Location identification items

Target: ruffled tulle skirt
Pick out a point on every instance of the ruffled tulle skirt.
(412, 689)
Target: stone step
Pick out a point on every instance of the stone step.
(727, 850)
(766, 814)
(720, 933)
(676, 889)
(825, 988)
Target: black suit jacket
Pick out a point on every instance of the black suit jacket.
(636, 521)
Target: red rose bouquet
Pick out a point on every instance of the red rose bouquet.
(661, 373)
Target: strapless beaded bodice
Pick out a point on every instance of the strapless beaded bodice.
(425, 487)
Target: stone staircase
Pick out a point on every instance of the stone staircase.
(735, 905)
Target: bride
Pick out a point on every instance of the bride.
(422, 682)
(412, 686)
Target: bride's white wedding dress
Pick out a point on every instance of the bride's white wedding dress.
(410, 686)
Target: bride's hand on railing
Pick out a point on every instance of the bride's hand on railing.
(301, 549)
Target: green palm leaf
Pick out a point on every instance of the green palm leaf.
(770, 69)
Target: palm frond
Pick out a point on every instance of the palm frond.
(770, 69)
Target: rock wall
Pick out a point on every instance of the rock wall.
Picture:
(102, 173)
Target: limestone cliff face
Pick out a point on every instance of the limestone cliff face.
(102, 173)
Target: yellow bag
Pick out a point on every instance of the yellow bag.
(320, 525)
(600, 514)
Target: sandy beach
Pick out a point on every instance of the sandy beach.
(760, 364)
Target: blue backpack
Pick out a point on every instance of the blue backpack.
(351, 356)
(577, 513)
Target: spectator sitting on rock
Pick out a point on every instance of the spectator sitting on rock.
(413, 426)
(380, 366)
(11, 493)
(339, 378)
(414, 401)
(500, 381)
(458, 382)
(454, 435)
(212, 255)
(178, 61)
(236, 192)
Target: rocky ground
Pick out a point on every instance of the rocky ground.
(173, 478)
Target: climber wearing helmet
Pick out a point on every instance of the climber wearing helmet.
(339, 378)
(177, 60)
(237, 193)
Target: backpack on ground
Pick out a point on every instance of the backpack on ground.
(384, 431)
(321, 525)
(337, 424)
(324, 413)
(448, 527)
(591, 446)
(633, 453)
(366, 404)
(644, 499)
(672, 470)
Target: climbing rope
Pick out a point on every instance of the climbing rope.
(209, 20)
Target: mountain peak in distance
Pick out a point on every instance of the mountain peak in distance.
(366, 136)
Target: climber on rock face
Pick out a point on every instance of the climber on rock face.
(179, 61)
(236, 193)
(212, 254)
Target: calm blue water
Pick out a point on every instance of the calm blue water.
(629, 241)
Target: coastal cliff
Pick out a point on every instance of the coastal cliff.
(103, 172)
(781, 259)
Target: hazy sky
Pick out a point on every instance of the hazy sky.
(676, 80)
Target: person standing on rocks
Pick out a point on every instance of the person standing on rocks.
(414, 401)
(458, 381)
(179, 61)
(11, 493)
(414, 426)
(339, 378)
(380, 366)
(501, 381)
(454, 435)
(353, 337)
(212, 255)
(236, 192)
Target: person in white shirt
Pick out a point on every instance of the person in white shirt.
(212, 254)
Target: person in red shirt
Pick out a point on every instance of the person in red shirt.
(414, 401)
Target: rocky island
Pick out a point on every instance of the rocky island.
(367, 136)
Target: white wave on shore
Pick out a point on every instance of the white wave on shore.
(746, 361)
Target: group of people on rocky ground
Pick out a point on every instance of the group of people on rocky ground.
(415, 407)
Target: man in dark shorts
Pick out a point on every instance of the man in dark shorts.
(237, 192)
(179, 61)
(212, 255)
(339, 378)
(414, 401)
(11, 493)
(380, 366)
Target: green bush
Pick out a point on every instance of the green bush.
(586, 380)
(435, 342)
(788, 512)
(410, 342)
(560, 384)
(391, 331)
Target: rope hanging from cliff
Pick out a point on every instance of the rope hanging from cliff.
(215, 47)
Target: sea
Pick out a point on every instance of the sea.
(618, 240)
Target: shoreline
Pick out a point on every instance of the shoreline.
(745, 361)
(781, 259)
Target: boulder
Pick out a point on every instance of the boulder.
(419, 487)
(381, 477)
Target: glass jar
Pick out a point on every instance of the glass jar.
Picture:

Exercise requirements:
Rewrite all the items above, changing every "Pick out a point" to "Place a point" and leaving everything else as it is.

Written response:
Target: ruffled tulle skirt
Place a point on every instance of the ruffled tulle skirt.
(412, 689)
Target: stone step
Place a point on every instance of the stone step.
(727, 850)
(766, 814)
(720, 933)
(676, 889)
(825, 988)
Target: black suit jacket
Place a point on every instance of the black suit jacket.
(636, 521)
Target: red rose bouquet
Place a point on every instance of the red rose bouquet.
(661, 373)
Target: strapless beaded bodice
Place a point on every instance of the strapless beaded bodice.
(425, 487)
Target: stone staircase
Place a point on every instance of the stone staircase.
(735, 905)
Target: bride
Place a point on every instance of the bride.
(422, 682)
(412, 686)
Target: bride's white wedding dress
Place a point on every instance of the bride's white wedding dress.
(410, 686)
Target: bride's hand on railing
Place a point on every instance of the bride's hand on railing.
(301, 549)
Target: green palm leaf
Place a point on every instance of the green palm leaf.
(770, 69)
Target: palm frond
Place a point on every instance of the palm frond.
(770, 69)
Target: rock wall
Place a point on every instance of the rock wall.
Picture:
(102, 173)
Target: limestone cliff face
Place a point on every instance of the limestone cliff face.
(102, 173)
Target: yellow bag
Place a point on every instance of the yellow bag.
(320, 525)
(600, 514)
Target: sandy beach
Place a point on every instance of the sandy beach.
(760, 364)
Target: blue backpack
Place a point on every instance of the blue backpack.
(351, 356)
(577, 513)
Target: spectator sitting on rock
Place a point on every instance of the spectator sitting on rock.
(413, 426)
(380, 366)
(11, 493)
(339, 378)
(414, 401)
(500, 381)
(458, 382)
(454, 435)
(212, 255)
(178, 61)
(236, 192)
Target: rocky ground
Place a point on every instance of the rocky ground.
(173, 478)
Target: climber wearing helmet
Place a point on every instance of the climber wearing helmet.
(339, 378)
(177, 60)
(237, 193)
Target: backpack on ground
Place a point on every instance of the backpack on ground.
(384, 431)
(321, 525)
(337, 424)
(324, 413)
(448, 527)
(591, 446)
(633, 453)
(366, 404)
(644, 499)
(672, 470)
Target: climbing rope
Place a point on every instance of the climbing rope.
(209, 20)
Target: mountain peak in distance
Place a point on every instance of the mountain peak in distance.
(366, 136)
Target: climber on rock face
Place a point on every instance of the climber on rock face.
(179, 61)
(236, 193)
(212, 254)
Target: calm blue water
Place a point on every instance of the calm blue water.
(629, 241)
Target: coastal cliff
Place a point on every instance of the coastal cliff.
(103, 172)
(781, 259)
Target: hazy sky
Place a point on every instance of the hazy sky.
(676, 80)
Target: person standing on rocks
Place a point on every instance of the person standing on rocks.
(414, 401)
(458, 381)
(179, 61)
(11, 493)
(414, 426)
(339, 378)
(380, 366)
(501, 381)
(454, 435)
(353, 337)
(212, 255)
(236, 192)
Target: person in white shirt
Place a point on every instance of the person in white shirt.
(212, 254)
Target: person in red shirt
Place a point on every instance of the person in red shirt.
(414, 401)
Target: rocky island
Place a point on every instance of the rocky island.
(367, 136)
Target: white wave on shore
Place a point on every instance of the white wave on shore.
(746, 361)
Target: group of people on rocky ground
Place a point on every instance of the group of people on rocky ground.
(415, 407)
Target: man in dark shorts
Place a point on every instance of the man in dark shorts.
(237, 192)
(179, 61)
(212, 255)
(339, 378)
(414, 401)
(11, 493)
(380, 366)
Target: green bush
Place a point on every instance of the green bush.
(586, 380)
(435, 342)
(788, 512)
(410, 342)
(560, 384)
(391, 331)
Target: rope hanging from cliff
Place a point on every instance of the rope hanging from cliff.
(215, 47)
Target: sea
Place a point on every instance of the sea.
(618, 240)
Target: shoreline
Place a point on every instance of the shoreline.
(745, 361)
(781, 259)
Target: boulder
Place a point on every instance of the boulder.
(419, 487)
(381, 477)
Target: glass jar
Place a point on every instance of the glass jar.
Picture:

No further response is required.